» **Exercise**: Every word of the listing must be returned. Retype it exactly.

=== Records for the exercise ===

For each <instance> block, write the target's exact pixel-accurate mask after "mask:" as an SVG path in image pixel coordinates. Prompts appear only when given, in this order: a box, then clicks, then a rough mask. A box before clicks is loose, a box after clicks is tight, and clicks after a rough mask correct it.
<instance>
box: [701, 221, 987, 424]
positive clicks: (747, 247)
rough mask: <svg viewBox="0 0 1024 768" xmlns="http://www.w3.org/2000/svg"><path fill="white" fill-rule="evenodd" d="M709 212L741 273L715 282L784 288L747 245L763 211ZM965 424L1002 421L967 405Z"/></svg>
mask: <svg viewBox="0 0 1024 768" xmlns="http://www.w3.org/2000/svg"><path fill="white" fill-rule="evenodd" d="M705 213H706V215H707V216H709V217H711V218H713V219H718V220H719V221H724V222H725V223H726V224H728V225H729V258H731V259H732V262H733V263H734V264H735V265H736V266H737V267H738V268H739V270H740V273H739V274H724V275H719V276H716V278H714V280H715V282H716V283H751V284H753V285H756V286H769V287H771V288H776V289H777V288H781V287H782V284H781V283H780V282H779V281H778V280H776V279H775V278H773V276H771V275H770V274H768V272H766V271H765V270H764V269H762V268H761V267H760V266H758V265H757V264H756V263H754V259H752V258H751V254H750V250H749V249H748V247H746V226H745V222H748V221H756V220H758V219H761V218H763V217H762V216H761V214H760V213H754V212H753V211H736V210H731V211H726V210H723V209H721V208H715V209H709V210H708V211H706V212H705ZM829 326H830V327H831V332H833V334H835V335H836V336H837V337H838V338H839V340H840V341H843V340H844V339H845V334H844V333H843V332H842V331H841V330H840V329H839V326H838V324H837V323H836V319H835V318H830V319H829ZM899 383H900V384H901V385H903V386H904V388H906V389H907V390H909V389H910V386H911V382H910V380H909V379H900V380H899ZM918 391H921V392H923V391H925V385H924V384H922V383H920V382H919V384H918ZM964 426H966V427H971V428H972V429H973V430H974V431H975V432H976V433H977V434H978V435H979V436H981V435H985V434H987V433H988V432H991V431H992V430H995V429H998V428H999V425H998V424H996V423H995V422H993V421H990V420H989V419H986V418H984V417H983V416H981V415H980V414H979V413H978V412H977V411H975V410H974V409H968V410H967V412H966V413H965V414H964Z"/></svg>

===

» **Result of this task**:
For each <instance> block, write the target's exact pixel-accurate mask after "mask:" as an SVG path in image pixel coordinates. Prompts appear only when given, in this order: a box, then clicks, then a rough mask. A box before clicks is loose, a box after clicks is tight, and clicks after a rough mask correct it.
<instance>
box: [701, 221, 987, 424]
positive clicks: (747, 247)
rough mask: <svg viewBox="0 0 1024 768" xmlns="http://www.w3.org/2000/svg"><path fill="white" fill-rule="evenodd" d="M709 212L741 273L715 282L784 288L747 245L763 211ZM965 424L1002 421L967 405Z"/></svg>
mask: <svg viewBox="0 0 1024 768" xmlns="http://www.w3.org/2000/svg"><path fill="white" fill-rule="evenodd" d="M705 213H706V215H707V216H709V217H711V218H713V219H718V220H719V221H724V222H725V223H726V224H728V225H729V258H731V259H732V262H733V263H734V264H735V265H736V266H737V267H738V268H739V270H740V273H739V274H724V275H719V276H716V278H714V280H715V282H716V283H751V284H753V285H756V286H769V287H771V288H776V289H777V288H781V287H782V284H781V283H780V282H779V281H778V280H776V279H775V278H773V276H771V275H770V274H768V272H766V271H765V270H764V269H762V268H761V267H760V266H758V265H757V264H756V263H754V259H752V258H751V254H750V250H749V249H748V247H746V226H745V222H748V221H756V220H758V219H761V218H763V217H762V216H761V214H760V213H754V212H753V211H736V210H731V211H726V210H723V209H721V208H715V209H709V210H708V211H706V212H705ZM829 326H830V327H831V332H833V334H835V335H836V336H837V337H838V338H839V340H840V341H843V340H844V339H845V334H844V333H843V332H842V331H841V330H840V329H839V326H838V324H837V323H836V319H835V318H830V319H829ZM899 383H900V384H901V385H903V386H904V388H906V389H907V390H909V389H910V386H911V382H910V380H909V379H900V380H899ZM918 391H921V392H923V391H925V385H924V384H922V383H920V382H919V384H918ZM964 426H966V427H971V428H972V429H973V430H974V431H975V432H976V433H977V434H978V435H979V436H981V435H985V434H987V433H988V432H991V431H992V430H995V429H998V428H999V425H998V424H996V423H995V422H993V421H990V420H989V419H986V418H984V417H983V416H981V415H980V414H979V413H978V412H977V411H975V410H974V409H968V410H967V412H966V413H965V414H964Z"/></svg>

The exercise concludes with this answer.